### TASK
Copy the lines below word for word, leaving out the pictures.

### DATA PROVIDED
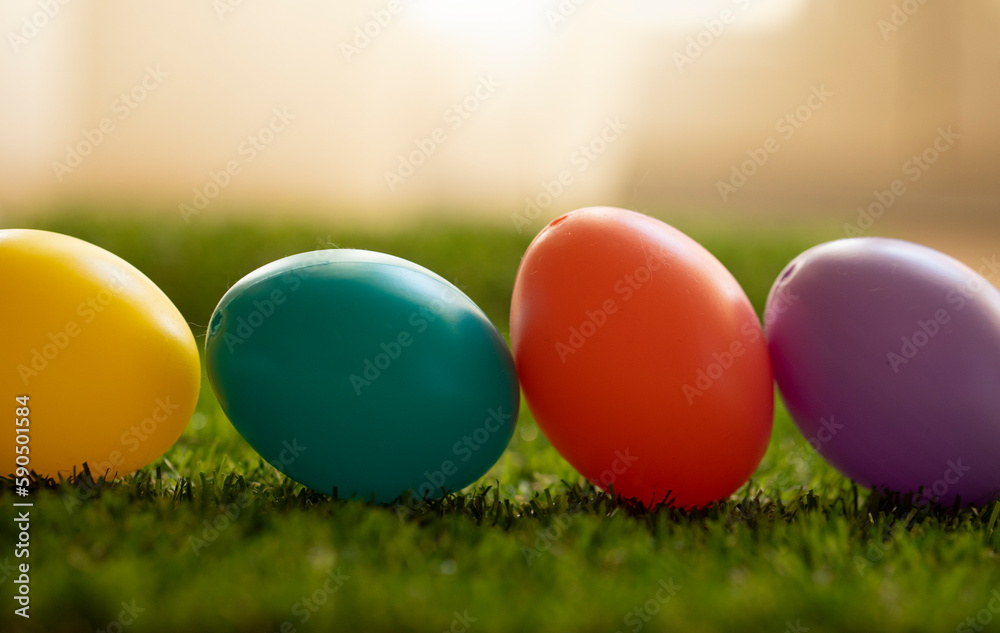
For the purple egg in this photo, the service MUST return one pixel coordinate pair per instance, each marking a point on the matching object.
(887, 355)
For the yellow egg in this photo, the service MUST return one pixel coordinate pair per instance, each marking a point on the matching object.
(108, 364)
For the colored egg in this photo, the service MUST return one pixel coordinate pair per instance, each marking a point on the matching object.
(641, 358)
(887, 354)
(107, 366)
(363, 374)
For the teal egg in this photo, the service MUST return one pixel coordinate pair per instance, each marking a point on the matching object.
(363, 373)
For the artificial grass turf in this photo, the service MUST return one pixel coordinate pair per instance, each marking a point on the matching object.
(211, 538)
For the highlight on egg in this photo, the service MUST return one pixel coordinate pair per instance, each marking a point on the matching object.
(641, 358)
(887, 355)
(105, 368)
(363, 375)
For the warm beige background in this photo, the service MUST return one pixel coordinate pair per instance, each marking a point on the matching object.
(558, 84)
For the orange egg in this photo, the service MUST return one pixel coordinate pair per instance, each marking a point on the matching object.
(641, 358)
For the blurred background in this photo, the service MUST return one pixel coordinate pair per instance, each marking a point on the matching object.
(879, 115)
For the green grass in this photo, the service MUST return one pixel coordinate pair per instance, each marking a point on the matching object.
(529, 548)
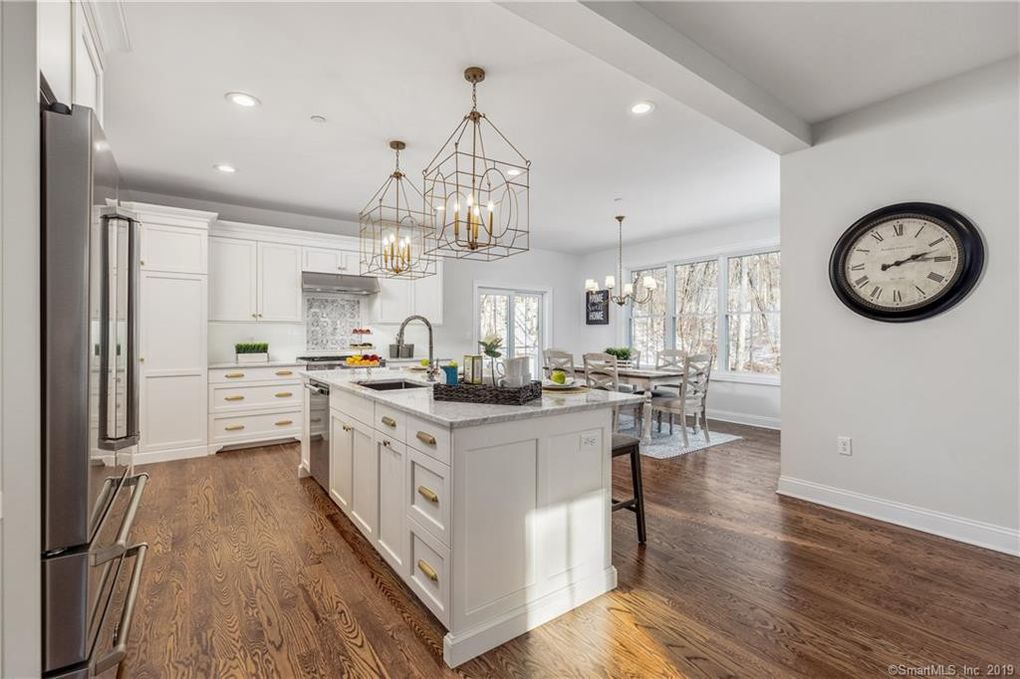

### RESPONSE TO THE TASK
For the purple egg in this photo, the service MUST return one pixel coordinate pair per instance, each marking a point on the matching object.
(887, 355)
For the yellow egg in this photo, the service MUST return one pixel coordinate pair per instance, each marking a point on the matching object.
(108, 364)
For the colored egg in this photo, the service MUST return one pixel coordinate pair per instance, each marking a point on the matching object.
(641, 358)
(887, 354)
(107, 366)
(363, 374)
For the teal egg in this photo, the service MUST return one pixel coordinate pair per instance, each marking a point on the matching object.
(363, 373)
For the artificial grass turf in this photo, the service MUST return one pixel coordinate pair per instance, each marking a point on the matching object.
(211, 538)
For the highlight on egg in this photo, the service MUST return one pixel coordinate pair per instance, each marking a point on the matching object.
(641, 358)
(887, 355)
(105, 368)
(363, 375)
For the warm beige background in this photo, the service MUST return one pixel coordinate pair per instance, each marking a point on the matching object.
(558, 84)
For the orange egg in this photo, the service MUST return one pixel coordinate pair per instance, each marking a point on the matching object.
(641, 358)
For the blurred background in this photo, the service MUST return one pixel coordinate pair per instance, each marking a point on the matching object.
(879, 115)
For the green grass in this photo, the service MUST return one pixel coordinate pair per instance, each marking a point on the matching object.
(529, 548)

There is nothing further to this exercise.